■ Input data:
========================

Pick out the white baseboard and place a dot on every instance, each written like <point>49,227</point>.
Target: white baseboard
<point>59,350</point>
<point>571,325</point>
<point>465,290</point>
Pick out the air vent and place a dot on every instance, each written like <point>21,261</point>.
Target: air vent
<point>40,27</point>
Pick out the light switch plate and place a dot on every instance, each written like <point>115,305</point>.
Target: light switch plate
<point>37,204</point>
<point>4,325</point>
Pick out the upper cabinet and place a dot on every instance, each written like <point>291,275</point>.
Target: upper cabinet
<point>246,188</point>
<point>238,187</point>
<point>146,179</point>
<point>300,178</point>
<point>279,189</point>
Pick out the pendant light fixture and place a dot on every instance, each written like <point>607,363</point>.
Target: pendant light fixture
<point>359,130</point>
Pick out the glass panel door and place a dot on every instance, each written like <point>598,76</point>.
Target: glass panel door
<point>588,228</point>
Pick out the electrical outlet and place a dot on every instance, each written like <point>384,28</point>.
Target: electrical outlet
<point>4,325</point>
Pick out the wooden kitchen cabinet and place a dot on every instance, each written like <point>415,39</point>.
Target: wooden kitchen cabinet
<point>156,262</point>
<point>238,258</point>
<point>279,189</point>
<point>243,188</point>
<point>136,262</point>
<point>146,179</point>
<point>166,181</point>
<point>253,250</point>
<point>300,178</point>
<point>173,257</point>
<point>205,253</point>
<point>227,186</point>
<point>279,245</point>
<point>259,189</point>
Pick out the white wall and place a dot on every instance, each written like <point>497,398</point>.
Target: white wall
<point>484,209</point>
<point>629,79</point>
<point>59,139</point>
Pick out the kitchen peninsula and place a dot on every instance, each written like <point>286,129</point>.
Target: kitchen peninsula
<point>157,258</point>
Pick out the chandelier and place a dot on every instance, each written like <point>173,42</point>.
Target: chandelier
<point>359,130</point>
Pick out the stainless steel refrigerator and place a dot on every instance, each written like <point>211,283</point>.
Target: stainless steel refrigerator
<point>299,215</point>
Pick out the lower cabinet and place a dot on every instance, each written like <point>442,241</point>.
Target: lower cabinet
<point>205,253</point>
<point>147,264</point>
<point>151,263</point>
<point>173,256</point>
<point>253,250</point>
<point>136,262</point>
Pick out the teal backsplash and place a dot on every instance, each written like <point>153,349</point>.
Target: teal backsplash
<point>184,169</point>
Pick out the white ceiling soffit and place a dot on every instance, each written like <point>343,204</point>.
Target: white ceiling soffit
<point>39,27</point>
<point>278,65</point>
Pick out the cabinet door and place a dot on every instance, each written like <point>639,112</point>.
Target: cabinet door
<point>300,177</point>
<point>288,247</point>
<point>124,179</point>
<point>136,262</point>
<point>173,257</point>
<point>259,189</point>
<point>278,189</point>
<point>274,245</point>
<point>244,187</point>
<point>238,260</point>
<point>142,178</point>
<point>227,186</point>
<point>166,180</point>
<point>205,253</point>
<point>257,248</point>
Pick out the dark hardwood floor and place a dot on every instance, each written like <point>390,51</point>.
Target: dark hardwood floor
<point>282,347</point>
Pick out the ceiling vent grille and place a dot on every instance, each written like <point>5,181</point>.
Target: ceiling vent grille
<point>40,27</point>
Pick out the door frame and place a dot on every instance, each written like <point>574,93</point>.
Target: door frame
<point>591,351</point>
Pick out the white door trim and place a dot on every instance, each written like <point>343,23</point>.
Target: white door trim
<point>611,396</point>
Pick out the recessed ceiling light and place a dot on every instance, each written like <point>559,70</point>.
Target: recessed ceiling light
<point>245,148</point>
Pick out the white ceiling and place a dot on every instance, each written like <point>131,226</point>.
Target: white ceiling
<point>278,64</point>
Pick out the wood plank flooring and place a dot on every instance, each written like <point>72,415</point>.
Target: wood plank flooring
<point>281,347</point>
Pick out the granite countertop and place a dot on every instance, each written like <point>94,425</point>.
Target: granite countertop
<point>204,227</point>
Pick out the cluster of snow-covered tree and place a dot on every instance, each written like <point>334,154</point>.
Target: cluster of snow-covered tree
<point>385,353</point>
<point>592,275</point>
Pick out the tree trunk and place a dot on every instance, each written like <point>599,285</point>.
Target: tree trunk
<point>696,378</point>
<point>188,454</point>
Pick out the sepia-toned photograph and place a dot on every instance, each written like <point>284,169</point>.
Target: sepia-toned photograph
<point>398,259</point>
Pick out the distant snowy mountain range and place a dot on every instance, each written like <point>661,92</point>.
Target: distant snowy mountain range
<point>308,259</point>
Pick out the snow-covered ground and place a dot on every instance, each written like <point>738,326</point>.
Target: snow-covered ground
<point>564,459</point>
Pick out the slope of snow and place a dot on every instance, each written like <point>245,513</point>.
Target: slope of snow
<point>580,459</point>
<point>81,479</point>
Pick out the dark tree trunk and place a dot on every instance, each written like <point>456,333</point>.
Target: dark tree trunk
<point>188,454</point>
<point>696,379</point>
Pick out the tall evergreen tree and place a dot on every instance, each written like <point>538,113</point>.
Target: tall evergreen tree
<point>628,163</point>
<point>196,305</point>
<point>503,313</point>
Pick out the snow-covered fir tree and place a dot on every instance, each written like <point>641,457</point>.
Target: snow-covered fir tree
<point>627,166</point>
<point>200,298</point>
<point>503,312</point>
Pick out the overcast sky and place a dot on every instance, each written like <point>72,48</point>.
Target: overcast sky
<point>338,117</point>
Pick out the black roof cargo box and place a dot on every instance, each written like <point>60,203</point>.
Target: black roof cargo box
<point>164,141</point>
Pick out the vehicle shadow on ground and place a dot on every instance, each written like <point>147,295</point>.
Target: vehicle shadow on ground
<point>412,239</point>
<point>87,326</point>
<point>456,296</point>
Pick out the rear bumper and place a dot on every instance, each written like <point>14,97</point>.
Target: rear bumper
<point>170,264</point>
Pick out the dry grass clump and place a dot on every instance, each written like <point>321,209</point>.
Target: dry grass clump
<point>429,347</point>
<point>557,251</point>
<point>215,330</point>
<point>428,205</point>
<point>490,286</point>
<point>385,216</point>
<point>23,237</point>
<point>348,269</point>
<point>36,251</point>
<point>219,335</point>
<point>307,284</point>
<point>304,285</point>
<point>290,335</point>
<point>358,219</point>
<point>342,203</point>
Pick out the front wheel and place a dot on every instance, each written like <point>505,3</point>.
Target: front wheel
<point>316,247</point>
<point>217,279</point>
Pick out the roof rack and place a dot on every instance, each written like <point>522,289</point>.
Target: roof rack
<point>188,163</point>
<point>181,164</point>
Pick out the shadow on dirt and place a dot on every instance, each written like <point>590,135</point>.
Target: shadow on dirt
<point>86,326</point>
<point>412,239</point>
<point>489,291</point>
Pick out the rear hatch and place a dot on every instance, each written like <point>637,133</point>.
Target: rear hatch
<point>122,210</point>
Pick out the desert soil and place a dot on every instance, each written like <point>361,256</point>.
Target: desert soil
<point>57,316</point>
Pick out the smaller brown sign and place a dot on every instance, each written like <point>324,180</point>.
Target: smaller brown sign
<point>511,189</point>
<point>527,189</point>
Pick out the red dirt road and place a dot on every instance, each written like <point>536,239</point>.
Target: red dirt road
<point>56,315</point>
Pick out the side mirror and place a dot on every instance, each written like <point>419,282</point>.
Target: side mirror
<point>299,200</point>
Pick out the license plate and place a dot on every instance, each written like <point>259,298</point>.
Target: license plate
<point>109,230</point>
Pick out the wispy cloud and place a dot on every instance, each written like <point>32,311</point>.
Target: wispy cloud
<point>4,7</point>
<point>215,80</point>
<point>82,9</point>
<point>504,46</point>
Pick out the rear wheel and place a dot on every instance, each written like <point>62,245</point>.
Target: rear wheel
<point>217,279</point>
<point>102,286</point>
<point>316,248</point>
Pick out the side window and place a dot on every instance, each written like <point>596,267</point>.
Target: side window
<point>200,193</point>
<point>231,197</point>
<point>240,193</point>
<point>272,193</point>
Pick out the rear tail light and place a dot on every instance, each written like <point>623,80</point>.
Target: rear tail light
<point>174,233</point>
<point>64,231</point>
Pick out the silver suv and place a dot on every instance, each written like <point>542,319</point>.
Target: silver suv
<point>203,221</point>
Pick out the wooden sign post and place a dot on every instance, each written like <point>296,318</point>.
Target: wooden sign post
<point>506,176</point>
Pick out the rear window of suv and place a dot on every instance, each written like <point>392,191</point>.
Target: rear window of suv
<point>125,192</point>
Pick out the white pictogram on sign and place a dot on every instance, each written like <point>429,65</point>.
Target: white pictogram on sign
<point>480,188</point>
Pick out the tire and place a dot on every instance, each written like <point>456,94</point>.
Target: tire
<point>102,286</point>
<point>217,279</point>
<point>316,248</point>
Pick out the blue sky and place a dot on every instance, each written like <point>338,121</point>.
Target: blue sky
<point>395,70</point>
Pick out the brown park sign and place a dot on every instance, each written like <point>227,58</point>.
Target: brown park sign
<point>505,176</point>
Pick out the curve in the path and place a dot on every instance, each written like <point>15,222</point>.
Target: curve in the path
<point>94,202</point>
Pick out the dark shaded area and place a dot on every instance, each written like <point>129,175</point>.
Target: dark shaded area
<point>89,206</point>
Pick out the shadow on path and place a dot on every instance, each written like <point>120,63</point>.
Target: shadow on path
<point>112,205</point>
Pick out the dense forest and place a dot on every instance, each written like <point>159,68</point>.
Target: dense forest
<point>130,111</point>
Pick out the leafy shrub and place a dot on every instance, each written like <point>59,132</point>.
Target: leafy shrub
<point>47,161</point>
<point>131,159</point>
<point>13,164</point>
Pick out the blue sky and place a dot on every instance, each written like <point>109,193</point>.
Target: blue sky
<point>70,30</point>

========================

■ Instructions for the task: The exact lines of the material above starting at the one that contains "Pick out the recessed" and ending at the one that contains "Pick out the tree" are what to retype; leave out everything else.

■ Reply to the task:
Pick out the recessed ceiling light and place a dot on every instance, each written like <point>559,70</point>.
Target: recessed ceiling light
<point>245,148</point>
Pick out the white ceiling and place a dot on every instance, each written like <point>131,226</point>.
Target: white ceiling
<point>278,64</point>
Pick out the wood plank flooring and place a dot on every instance, each written like <point>72,415</point>.
Target: wood plank flooring
<point>281,347</point>
Pick out the granite countertop and place a dot on every instance, each written like <point>94,425</point>.
Target: granite countertop
<point>204,227</point>
Pick out the cluster of snow-covered tree and place a dot on every instance, each written like <point>334,154</point>.
Target: cluster of snow-covered tree
<point>385,353</point>
<point>592,275</point>
Pick out the tree trunk and place a dot on every instance, each written like <point>599,285</point>.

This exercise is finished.